Instructions to follow: Please convert the data, from its start through the line containing "point(417, 238)" inclusive, into a two-column CSV with the headers query_text and response, giving each text and its answer one row. Put each field in double quotes and replace any line breaks inside a field with spaces.

□ □ □ □ □

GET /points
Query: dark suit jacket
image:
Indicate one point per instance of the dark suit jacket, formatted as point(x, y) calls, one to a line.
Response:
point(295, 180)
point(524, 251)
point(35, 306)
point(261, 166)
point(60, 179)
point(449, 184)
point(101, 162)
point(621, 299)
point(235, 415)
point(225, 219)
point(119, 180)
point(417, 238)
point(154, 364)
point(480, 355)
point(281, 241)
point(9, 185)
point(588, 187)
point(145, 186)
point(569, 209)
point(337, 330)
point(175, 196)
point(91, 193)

□ □ □ □ □

Output for this exercise:
query_text,response
"GET /points Query: dark suit jacket image: Indicate one point per instance of the dark suit jacket, formatted as point(x, y) calls, one to a line. Response:","point(295, 180) point(524, 251) point(35, 306) point(261, 166) point(60, 179) point(449, 184) point(101, 162) point(621, 299) point(235, 415) point(225, 219) point(119, 180) point(417, 238)"